- 指示 -
1/ 提示文によると、クリュイタンス指揮ベルリン・フィルの「未完成」が録音されたのはいつですか。
2/ エントリの冒頭から「[4,0,512,76]」を含む行まで(その行も含む)を、「matching regions」をすべて「corresponding areas」に置き換えて書き出してください。それ以外は一切変えず、この範囲の行だけを示してください。
=== 提示文 ===
この作品のCDを買ったのは、全集などでくっついてきたものを除けば、このクリュイタンスのものが最後だったような気がする。
はじめて聞いたのは叔父さんに買ってもらったカラヤン指揮のLPだった。クラシックのレコードとしてはイ・ムジチ合奏団の「四季」などと共に歴史に残るベストセラーだったものである。A面はもちろんベートーヴェンの「運命」で、弾丸ライナーでぶっばす「運命」も爽快だったけれど、この「未完成」のロマンチックな雰囲気に中学一年だった私は心ときめかせたものである。
考えてみたら、この曲を聞いた最後はシュナイト指揮の神奈川フィルの定期だったし、その前はもう随分昔になってしまう…。こんな風に書くと「嫌いなのですか?」と言われそうだが、そんなことはない。でもあまりに子供の頃に聞きすぎたこともあり、つい縁遠くなってしまっていた。
久しぶりにクリュイタンスのCDを聞き、昔日のときめきを思い出すことにした。最近の古楽器によるこの曲の演奏では到底思い出すどころではなかっただろう。実はナクソス・ミュージック・ライブラリーで聞こうと思ってイヴァン・フィッシャー指揮のものを聞き始めて(古楽器ではないけれど)どうもしっくり来ず、これを思い出してとりだした次第である。
何がしっくりこないかと言えば、テンポであり、歌わせ方であった。録音は新しい方が良いに決まっているけれど、聞き込んだバランスというのは容易に新しいものに置き換わらないものである。
このように「手垢」のついた大名曲は、昔聞きなじんだものを覆す説得力のある名演とはなかなか生まれ得ないもののようだ。古いヘルベルト・フォン・カラヤンの板起こしがあったので、それを聞いてようやくピンときたのだから、この曲に関して言えば筋金が入っているようである。
そんな録音で楽しむくらいならとクリュイタンスを取り出したわけで、その柔らかな抒情と歌い回しは私の刷り込みにピタリとはまってくれた…。
カラヤンの1960年代のグラモフォン録音がすり込みとなっている私には、このクリュイタンスの指揮するベルリン・フィルの「未完成」はピッタリなのだ。
この録音が1960年11月であるが、その三年ほど前にフェレンツ・フリッチャイが同じオケとグラモフォンに録音しているが、モノラルの少々古風な録音ながら歌わせ方に特徴があり、それが今ひとつ私の好みにあわず、一度聞いたきりになっている。
さて、こんなことを思い出しつつ、ブルーノ・ワルターのニューヨーク・フィルハーモニックの名盤を聞いてみた。
=== 保存データ ===
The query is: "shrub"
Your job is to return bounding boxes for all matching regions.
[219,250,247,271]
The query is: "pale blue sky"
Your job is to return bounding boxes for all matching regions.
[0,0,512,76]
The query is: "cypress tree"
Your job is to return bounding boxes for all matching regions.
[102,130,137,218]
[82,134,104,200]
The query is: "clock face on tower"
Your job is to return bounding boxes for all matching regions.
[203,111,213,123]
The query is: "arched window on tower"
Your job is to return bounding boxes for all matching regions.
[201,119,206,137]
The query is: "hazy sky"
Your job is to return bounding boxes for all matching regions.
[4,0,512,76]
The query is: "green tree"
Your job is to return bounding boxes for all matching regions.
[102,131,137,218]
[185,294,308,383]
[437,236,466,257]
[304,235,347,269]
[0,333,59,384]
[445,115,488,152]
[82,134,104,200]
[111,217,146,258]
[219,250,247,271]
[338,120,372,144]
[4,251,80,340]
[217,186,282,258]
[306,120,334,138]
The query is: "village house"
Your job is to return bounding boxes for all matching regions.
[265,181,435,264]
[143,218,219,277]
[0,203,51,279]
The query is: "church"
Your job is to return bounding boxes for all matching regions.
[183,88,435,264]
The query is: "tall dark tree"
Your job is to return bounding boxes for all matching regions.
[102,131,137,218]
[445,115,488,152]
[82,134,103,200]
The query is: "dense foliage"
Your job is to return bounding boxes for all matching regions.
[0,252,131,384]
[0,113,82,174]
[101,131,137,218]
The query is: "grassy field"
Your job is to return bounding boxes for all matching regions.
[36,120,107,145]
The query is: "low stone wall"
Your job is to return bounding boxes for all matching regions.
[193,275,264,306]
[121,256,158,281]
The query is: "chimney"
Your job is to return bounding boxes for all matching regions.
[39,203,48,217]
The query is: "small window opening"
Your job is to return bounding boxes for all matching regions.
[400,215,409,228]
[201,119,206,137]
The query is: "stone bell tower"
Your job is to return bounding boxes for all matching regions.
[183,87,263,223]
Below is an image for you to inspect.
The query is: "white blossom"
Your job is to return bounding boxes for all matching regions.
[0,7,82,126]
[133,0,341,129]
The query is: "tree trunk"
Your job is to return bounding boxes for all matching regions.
===
- 各課題の解答 -
1/ 1960年11月です。

2/
The query is: "shrub"
Your job is to return bounding boxes for all corresponding areas.
[219,250,247,271]
The query is: "pale blue sky"
Your job is to return bounding boxes for all corresponding areas.
[0,0,512,76]
The query is: "cypress tree"
Your job is to return bounding boxes for all corresponding areas.
[102,130,137,218]
[82,134,104,200]
The query is: "clock face on tower"
Your job is to return bounding boxes for all corresponding areas.
[203,111,213,123]
The query is: "arched window on tower"
Your job is to return bounding boxes for all corresponding areas.
[201,119,206,137]
The query is: "hazy sky"
Your job is to return bounding boxes for all corresponding areas.
[4,0,512,76]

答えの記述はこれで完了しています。